Section 5. Quorum. The presence in person or by proxy of one-fourth of the votes shall constitute a quorum. Except as otherwise required by law, the Articles of Incorporation or these Bylaws, the vote of the majority of the votes entitled to be cast by the members present, or represented by proxy at a meeting at which a quorum is present, shall be the act of the members meeting, unless a greater number is required by law.
Section 6. Proxies. At all meetings of shareholders, a shareholder may vote either in person or by proxy executed in writing by the shareholder or by his duly authorized attorney-in-fact. Such proxies shall be filed with the Secretary of the Corporation at the time of the meeting. No proxy shall be valid after eleven (11) months from the date of its execution. Each proxy shall be revocable unless expressly provided therein to be irrevocable or unless otherwise made irrevocable by law.
Section 7. Voting of Shares. Each outstanding share of a class entitled to vote upon a matter submitted to a vote at a meeting of shareholders shall be entitled to one vote on such matter. A member may vote in person or may vote by proxy executed in writing by the member or by his duly authorized attorney-in-fact.
Section 8. List of Shareholders. A complete list of shareholders entitled to vote at each shareholders meeting shall be prepared by the Secretary, arranged in alphabetical order, with the address and number of shares held by each, and filed at the registered office of the Corporation. The list shall be subject to inspection by any shareholder during usual business hours for a period of ten (10) days prior to such meeting and shall be produced and subject to inspection at such meeting.
BOARD OF DIRECTORS
Section 1. Number and Term of Office. The business and property of the Corporation shall be managed by the Board of Directors, and subject to the restrictions imposed by law, the Articles of Incorporation or by these Bylaws, they may exercise all the powers of the Corporation.
The Board of Directors shall consist of seven (7) Directors each having been a member of LSIOT, Inc. for one full year prior to election to office. Within the above limits, the number of Directors may be increased or decreased (provided such decrease does not shorten the term of any incumbent Director) from time to time by resolution of the Board of Directors.

> [Extracted records]:
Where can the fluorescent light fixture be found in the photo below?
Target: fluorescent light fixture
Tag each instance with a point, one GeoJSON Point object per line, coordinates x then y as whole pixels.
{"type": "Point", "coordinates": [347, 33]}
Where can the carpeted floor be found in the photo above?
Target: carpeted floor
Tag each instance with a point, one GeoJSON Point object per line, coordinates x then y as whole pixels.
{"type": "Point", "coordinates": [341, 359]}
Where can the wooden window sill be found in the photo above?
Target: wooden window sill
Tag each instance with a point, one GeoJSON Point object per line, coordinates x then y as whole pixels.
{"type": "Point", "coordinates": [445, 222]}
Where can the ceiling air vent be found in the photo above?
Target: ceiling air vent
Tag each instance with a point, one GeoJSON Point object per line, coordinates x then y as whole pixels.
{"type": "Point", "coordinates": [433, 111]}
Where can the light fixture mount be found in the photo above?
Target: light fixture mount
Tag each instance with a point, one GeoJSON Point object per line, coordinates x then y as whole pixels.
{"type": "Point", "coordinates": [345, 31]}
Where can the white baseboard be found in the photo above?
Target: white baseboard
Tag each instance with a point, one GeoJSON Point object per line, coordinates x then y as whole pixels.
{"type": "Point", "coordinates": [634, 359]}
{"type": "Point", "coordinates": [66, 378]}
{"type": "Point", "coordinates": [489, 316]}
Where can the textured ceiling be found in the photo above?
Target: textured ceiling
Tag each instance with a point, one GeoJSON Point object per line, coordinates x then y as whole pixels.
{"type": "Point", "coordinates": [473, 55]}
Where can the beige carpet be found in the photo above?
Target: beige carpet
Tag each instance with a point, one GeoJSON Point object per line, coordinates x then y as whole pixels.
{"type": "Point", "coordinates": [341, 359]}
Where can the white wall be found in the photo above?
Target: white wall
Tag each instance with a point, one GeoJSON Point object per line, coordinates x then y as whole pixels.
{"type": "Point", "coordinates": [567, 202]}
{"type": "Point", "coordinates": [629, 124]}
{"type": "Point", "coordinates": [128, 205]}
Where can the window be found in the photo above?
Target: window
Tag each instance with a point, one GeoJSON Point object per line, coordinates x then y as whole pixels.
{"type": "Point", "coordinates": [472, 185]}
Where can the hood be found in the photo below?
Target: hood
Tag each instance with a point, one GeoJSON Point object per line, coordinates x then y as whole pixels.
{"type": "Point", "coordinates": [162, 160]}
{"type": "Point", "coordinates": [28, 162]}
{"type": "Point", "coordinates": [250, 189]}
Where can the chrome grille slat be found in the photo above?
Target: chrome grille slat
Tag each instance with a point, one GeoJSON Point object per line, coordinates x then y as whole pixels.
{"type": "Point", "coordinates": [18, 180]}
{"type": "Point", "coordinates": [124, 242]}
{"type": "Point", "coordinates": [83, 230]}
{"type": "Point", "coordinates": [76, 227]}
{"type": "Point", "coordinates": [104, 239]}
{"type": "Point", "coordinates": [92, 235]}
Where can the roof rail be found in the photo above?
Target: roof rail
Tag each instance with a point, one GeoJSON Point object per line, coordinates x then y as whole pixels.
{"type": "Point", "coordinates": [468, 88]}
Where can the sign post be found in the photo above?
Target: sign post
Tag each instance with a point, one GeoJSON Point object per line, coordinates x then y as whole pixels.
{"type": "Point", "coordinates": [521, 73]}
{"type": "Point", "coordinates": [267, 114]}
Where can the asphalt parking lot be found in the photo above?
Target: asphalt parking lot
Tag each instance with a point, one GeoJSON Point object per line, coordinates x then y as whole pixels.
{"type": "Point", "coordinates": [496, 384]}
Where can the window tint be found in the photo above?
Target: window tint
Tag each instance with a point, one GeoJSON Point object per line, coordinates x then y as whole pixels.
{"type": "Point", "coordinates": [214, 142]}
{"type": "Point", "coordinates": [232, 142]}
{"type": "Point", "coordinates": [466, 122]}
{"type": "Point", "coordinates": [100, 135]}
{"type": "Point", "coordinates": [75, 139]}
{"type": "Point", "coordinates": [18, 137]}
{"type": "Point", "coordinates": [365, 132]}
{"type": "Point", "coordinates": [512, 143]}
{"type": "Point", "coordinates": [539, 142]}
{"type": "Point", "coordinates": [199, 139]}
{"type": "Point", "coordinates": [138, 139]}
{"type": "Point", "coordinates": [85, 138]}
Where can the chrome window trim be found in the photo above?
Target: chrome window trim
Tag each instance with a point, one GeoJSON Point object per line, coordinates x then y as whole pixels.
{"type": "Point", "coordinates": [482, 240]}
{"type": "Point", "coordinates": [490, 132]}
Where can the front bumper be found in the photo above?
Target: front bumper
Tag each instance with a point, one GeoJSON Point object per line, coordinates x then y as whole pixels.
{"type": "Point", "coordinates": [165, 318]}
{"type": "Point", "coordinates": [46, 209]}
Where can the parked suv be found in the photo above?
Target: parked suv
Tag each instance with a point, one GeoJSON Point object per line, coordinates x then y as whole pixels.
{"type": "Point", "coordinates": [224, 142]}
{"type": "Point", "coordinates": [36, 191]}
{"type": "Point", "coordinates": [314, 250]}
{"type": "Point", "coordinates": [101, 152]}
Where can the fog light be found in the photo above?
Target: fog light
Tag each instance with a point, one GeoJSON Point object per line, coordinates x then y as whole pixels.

> [Required work]:
• a. In the bylaws excerpt, do the following statements agree with the text? Answer yes or no for each, quoting the words that decide it. (i) A quorum is formed by one-fourth of the votes, present in person or by proxy. (ii) A proxy stays valid for twelve months after it is executed. (iii) The list of shareholders may be inspected for ten days before a meeting.
• b. Extend the bylaws excerpt from its last sentence, keeping its section style.

> [Responses per task]:
• a.
(i) Yes: "The presence in person or by proxy of one-fourth of the votes shall constitute a quorum."
(ii) No: "No proxy shall be valid after eleven (11) months from the date of its execution."
(iii) Yes: "The list shall be subject to inspection by any shareholder during usual business hours for a period of ten (10) days prior to such meeting"

• b.
Each Director shall hold office for a three-year term, with one-third (at least two but no more than three) of the Board members retiring each year. No Director, having served a full term, will succeed himself. Any vacancy occurring in the Board of Directors shall be filled by the affirmative vote of a majority of the remaining Directors. A Director elected to fill a vacancy shall be elected for the remaining term of his predecessor in office. Should the membership of the Board fall below four (4) members, the remaining Board shall call a special meeting of the membership, who shall elect new Board members to fill all vacancies.
Any Director missing three (3) consecutive Board meetings without just cause shall be grounds for dismissal by action of the Board.
Any Director may be removed from office, with or without cause, by a majority vote of the Board of Directors at any meeting at which a quorum is present; provided that, if the Articles of Incorporation do not expressly deny the right of the cumulative voting for the election of Directors and if less than the entire Board is to be removed, no one of the Directors may be removed if the votes cast against his removal would be sufficient to elect him if then cumulatively voted at an election of the entire Board of Directors
In case of any increase in the number of Directors, the additional Directors shall be elected at an annual meeting or at a special meeting of shareholders called for that purpose.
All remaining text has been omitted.